[Items drawn from a data source]
<<<<

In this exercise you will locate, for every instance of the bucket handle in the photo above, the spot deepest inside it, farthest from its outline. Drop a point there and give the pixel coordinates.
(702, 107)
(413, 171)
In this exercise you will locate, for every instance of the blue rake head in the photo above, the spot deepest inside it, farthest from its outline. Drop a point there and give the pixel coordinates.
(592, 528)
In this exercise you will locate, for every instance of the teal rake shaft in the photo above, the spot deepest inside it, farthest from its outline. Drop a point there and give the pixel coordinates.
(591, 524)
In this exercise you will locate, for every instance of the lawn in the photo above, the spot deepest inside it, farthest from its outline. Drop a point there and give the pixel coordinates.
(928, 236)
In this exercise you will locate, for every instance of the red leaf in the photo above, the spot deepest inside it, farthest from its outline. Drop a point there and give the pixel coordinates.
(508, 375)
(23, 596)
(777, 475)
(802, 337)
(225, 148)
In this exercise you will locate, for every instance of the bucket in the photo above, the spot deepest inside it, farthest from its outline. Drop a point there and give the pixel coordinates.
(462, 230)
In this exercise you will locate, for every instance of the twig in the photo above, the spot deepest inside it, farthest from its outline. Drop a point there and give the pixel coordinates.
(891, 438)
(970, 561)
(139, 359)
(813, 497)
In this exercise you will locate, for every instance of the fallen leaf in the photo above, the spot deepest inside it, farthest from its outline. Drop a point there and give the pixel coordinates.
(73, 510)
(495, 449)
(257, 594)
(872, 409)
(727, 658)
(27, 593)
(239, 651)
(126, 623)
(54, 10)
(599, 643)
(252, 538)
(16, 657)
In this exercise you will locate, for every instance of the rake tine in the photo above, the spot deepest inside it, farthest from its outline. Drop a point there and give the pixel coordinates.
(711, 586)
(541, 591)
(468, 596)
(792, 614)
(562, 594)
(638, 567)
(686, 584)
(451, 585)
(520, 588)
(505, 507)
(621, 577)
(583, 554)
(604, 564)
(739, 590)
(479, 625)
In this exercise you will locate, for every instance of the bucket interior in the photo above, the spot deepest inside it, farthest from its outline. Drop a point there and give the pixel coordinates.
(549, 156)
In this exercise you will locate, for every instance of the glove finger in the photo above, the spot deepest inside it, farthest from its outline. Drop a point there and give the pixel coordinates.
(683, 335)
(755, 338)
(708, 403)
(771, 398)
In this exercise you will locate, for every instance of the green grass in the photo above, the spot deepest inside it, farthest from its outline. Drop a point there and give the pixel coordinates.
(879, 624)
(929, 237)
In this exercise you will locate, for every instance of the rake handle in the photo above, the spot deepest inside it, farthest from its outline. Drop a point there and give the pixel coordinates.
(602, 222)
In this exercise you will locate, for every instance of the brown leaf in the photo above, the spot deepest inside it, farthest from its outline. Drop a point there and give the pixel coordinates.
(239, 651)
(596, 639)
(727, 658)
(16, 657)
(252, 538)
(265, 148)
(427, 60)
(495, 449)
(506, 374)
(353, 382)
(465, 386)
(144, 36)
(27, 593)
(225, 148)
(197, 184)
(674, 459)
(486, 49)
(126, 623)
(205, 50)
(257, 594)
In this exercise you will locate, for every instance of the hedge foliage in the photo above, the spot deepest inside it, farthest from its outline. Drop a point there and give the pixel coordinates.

>>>>

Written problem =
Copy all of the items above word for word.

Problem solution =
In this exercise you will locate, for every instance of the bucket handle in the photo above, the spot deepest inside it, farthest from its outline. Drop a point there and give the pixel coordinates.
(702, 107)
(413, 171)
In this exercise you will locate, for every instance of the blue rake head in the photo above, the spot deepest inside it, farthest from its outline. Drop a point there and give the pixel coordinates.
(592, 528)
In this exercise you will locate, for every instance of the teal rake shaft in the photo above, the spot deepest inside it, farthest from its outline. Drop a point there and give the pixel coordinates.
(591, 524)
In this exercise you will locate, for every instance of the lawn in the photo above, the spot deepest inside it, farthest from its outline. Drop a point there and give the pixel coordinates.
(928, 236)
In this exercise you will locate, for every instance of the red leaf in the photo above, the spot deepest inside it, farthest from its outline. Drop a point there and give the pixel coordinates.
(508, 375)
(23, 596)
(777, 475)
(802, 337)
(225, 148)
In this exercise you will locate, for every instance of the bucket in the photo above, the spot deepest inside it, farthest from its outline. Drop a point there and give the pixel coordinates.
(462, 230)
In this exercise you will locate, for every instance of the twig in the photo above, the spot deepest inside it, farthest from its outline. Drop a point there and give the pixel coordinates.
(891, 438)
(970, 561)
(139, 359)
(813, 497)
In this exercise you will locate, for every instance of the fallen leaf in the photo above, the spot deepest inside it, farthest from its outline. Drop a point there and give the pixel coordinates.
(73, 510)
(495, 449)
(257, 594)
(872, 409)
(727, 658)
(27, 593)
(239, 651)
(126, 623)
(54, 10)
(599, 643)
(252, 538)
(16, 657)
In this exercise you will locate, for every instance of the rake tine in the photo above, the spot deepest inside it, farthest from its outline. Drop a point there and give the pixel coordinates.
(711, 586)
(541, 591)
(468, 596)
(792, 614)
(562, 594)
(638, 567)
(686, 584)
(451, 585)
(520, 588)
(505, 507)
(621, 577)
(583, 554)
(604, 564)
(739, 590)
(479, 625)
In this exercise you will locate, for every instance of the bucket interior in the photo above, the spot deepest inside it, farthest from its outline. Drop a point there and give the pixel coordinates.
(549, 156)
In this exercise you will locate, for every instance of the glove finger in the photo above, the spot deepest inside it, farthest from its outline. Drop a point there and give the pixel coordinates.
(683, 335)
(755, 338)
(708, 403)
(771, 398)
In this exercise you will locate, for every instance of the green grass in the photo above, the spot deepest inside it, farthest from its outline. Drop a point there and give the pixel coordinates.
(879, 624)
(929, 237)
In this exercise you will locate, for every instance of the rake handle in the photo above, the spot deepest inside it, farthest from its outline. Drop a point there and give the pixel coordinates.
(602, 222)
In this exercise you will locate, for every instance of the brown leaf in the photo above, the spot deepest inside it, farthest from its outline. Drop a point there and give the pixel coordinates.
(239, 651)
(596, 639)
(727, 658)
(16, 657)
(252, 538)
(265, 148)
(427, 60)
(495, 449)
(506, 374)
(353, 382)
(465, 386)
(144, 36)
(27, 593)
(225, 148)
(197, 184)
(674, 459)
(486, 49)
(126, 623)
(205, 50)
(257, 594)
In this exercise you will locate, for every instance of the hedge foliage in the photo above, the spot deepest inside it, farthest from its outline. Drop a point there and give the pixel coordinates.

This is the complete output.